** START OF INFORMATION GIVEN **
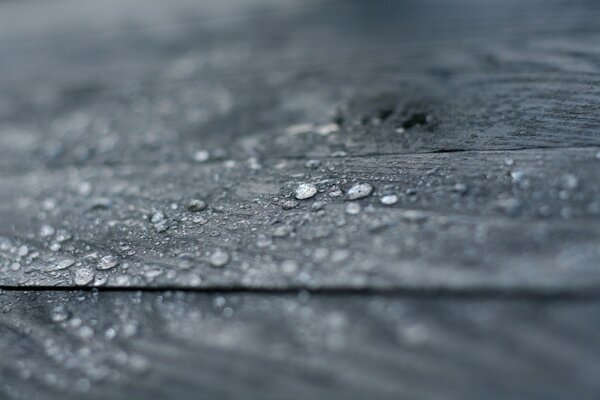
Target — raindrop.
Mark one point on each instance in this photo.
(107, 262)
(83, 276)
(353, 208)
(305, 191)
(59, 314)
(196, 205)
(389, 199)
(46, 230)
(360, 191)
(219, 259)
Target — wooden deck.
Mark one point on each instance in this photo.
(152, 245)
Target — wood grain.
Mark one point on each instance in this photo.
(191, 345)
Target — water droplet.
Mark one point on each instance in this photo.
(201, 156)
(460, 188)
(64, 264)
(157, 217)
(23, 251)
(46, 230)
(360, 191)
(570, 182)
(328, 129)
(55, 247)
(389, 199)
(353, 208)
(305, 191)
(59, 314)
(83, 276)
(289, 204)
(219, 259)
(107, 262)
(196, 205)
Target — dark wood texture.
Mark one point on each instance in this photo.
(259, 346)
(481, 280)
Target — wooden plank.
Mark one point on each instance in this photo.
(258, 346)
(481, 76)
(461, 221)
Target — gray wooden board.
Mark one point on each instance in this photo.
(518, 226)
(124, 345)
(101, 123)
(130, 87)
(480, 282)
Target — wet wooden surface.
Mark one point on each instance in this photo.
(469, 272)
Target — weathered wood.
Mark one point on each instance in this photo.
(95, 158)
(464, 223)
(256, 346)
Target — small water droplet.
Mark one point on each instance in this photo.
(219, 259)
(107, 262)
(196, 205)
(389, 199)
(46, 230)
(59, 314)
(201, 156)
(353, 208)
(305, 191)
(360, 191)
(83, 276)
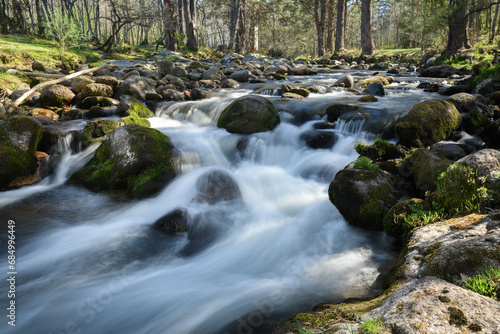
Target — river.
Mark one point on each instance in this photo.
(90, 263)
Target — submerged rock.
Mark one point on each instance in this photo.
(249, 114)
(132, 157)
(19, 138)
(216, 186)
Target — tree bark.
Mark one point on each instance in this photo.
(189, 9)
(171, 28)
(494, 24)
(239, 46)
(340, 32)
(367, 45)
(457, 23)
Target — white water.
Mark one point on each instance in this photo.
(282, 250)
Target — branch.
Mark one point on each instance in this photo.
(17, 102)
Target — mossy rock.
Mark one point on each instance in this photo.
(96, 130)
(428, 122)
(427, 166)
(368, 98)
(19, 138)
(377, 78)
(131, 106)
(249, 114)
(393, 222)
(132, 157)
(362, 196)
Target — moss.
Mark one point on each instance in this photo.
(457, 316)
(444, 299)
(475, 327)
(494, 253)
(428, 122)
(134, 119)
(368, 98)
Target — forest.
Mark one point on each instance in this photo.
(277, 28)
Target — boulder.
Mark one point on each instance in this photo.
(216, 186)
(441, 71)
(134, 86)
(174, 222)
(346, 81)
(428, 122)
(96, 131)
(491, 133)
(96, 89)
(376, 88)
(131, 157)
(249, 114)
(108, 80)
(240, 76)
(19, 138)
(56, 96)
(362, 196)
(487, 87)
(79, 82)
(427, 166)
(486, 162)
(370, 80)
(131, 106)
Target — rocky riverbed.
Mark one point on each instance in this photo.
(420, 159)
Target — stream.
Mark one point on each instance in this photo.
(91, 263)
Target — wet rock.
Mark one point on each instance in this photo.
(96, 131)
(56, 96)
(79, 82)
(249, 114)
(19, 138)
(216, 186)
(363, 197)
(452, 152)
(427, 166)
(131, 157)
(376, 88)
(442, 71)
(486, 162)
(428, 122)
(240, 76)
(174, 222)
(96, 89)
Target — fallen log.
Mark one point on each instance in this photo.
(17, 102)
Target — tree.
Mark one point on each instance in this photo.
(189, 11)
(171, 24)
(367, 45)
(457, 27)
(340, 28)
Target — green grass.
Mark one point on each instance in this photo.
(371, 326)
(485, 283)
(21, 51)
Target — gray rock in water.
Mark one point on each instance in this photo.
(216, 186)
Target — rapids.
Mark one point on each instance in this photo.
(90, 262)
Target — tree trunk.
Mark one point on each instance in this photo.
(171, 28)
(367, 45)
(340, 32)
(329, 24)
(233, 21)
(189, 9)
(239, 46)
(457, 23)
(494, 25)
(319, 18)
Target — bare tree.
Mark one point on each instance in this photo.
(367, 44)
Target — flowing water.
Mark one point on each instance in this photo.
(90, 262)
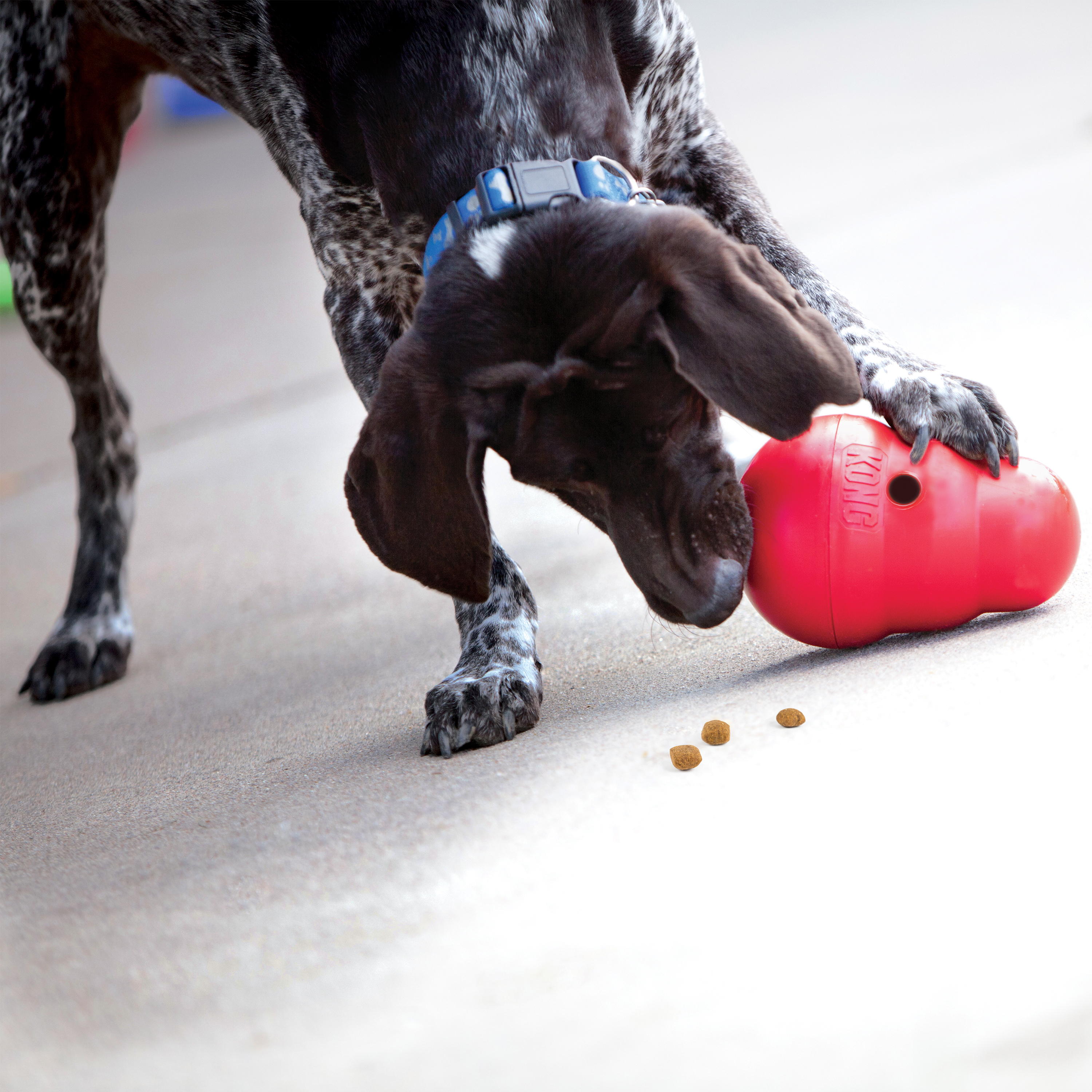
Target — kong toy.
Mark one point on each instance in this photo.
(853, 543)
** END OF INFORMATION GIVEN **
◆ **TASK GOAL**:
Print out the whole of the material word for word, without pictures.

◆ **COMPLETED EXERCISE**:
Target — raindrop.
Mark one point on each instance in this photo.
(107, 262)
(83, 276)
(353, 208)
(305, 191)
(59, 314)
(196, 205)
(389, 199)
(46, 230)
(360, 191)
(219, 259)
Target — wooden deck.
Mark one point on each instance in this photo.
(152, 245)
Target — wood grain.
Mark one point on each instance in this photo.
(191, 345)
Target — water droplet.
Mark one point on each instance in this photo.
(201, 156)
(460, 188)
(64, 264)
(157, 217)
(23, 251)
(46, 230)
(360, 191)
(570, 182)
(328, 129)
(55, 247)
(389, 199)
(353, 208)
(305, 191)
(59, 314)
(83, 276)
(289, 204)
(219, 259)
(107, 262)
(196, 205)
Target — dark wood texture.
Mark one point on each instance in this photo.
(259, 346)
(481, 280)
Target — wooden plank.
Mark one point on each instance in this photo.
(258, 346)
(481, 76)
(461, 221)
Target — gray wooden board.
Mark one point on each instance in this photo.
(518, 226)
(124, 345)
(101, 123)
(130, 87)
(480, 282)
Target — wet wooden surface.
Mark one point on each instance in this photo.
(469, 272)
Target — weathered wood.
Mark one point on each instance in this photo.
(95, 158)
(464, 223)
(256, 346)
Target — small water droplet.
Mark one point on each instance in this photo.
(219, 259)
(107, 262)
(196, 205)
(389, 199)
(46, 230)
(59, 314)
(201, 156)
(353, 208)
(305, 191)
(360, 191)
(83, 276)
Target — river.
Mark one point on each instance in this photo.
(90, 263)
Target — submerged rock.
Mark one point on each instance in this photo.
(249, 114)
(132, 157)
(19, 138)
(216, 186)
Target — tree bark.
Mark one point on each instance in this photo.
(189, 9)
(171, 28)
(494, 24)
(239, 46)
(340, 32)
(367, 45)
(457, 23)
Target — white water.
Mark one point on each instance in this photo.
(282, 250)
Target — branch.
Mark one point on each instance in this photo.
(17, 102)
Target — mossy rock.
Mark one point on each instance in this photo.
(96, 130)
(428, 122)
(427, 166)
(368, 98)
(19, 138)
(377, 78)
(131, 106)
(249, 114)
(393, 222)
(132, 157)
(362, 196)
Target — moss.
Mark one point on each instance in this photo.
(457, 316)
(444, 299)
(475, 327)
(494, 253)
(428, 122)
(134, 119)
(368, 98)
Target — forest.
Mark one point on each instance in this photo.
(277, 28)
Target — boulder.
Mark one point on each instance in this photo.
(216, 186)
(441, 71)
(134, 86)
(174, 222)
(346, 81)
(428, 122)
(96, 131)
(491, 133)
(96, 89)
(376, 88)
(131, 157)
(249, 114)
(108, 80)
(240, 76)
(19, 138)
(56, 96)
(362, 196)
(487, 87)
(79, 82)
(427, 166)
(486, 162)
(370, 80)
(131, 106)
Target — rocky riverbed.
Mark one point on each instance in this photo.
(420, 159)
Target — stream.
Mark one point on each instance in this photo.
(91, 263)
Target — wet rock.
Mark one point on each instance in this photo.
(96, 131)
(56, 96)
(79, 82)
(249, 114)
(19, 138)
(216, 186)
(363, 197)
(452, 152)
(427, 166)
(131, 157)
(376, 88)
(442, 71)
(486, 162)
(428, 122)
(240, 76)
(174, 222)
(96, 89)
Target — fallen log.
Mark one point on each instance in this photo.
(17, 102)
Target — tree.
Mark one point on each instance in this photo.
(189, 11)
(171, 24)
(367, 45)
(457, 27)
(340, 28)
Target — green grass.
Mark one point on each instance in this photo.
(371, 326)
(485, 283)
(21, 51)
Target — gray rock in water.
Mark one point on each instance in this photo.
(216, 186)
Target — rapids.
Mark one point on each instance in this photo.
(90, 262)
Target — tree trunk.
Mark one point on each instance in this photo.
(171, 28)
(367, 45)
(340, 32)
(329, 24)
(233, 21)
(189, 9)
(239, 46)
(457, 23)
(494, 25)
(319, 18)
Target — bare tree.
Mark one point on each instance in this photo.
(367, 44)
Target — flowing water.
Mark one point on each instance in this photo.
(90, 262)
Target — kong toy.
Mark one point on each instance in this photo.
(853, 543)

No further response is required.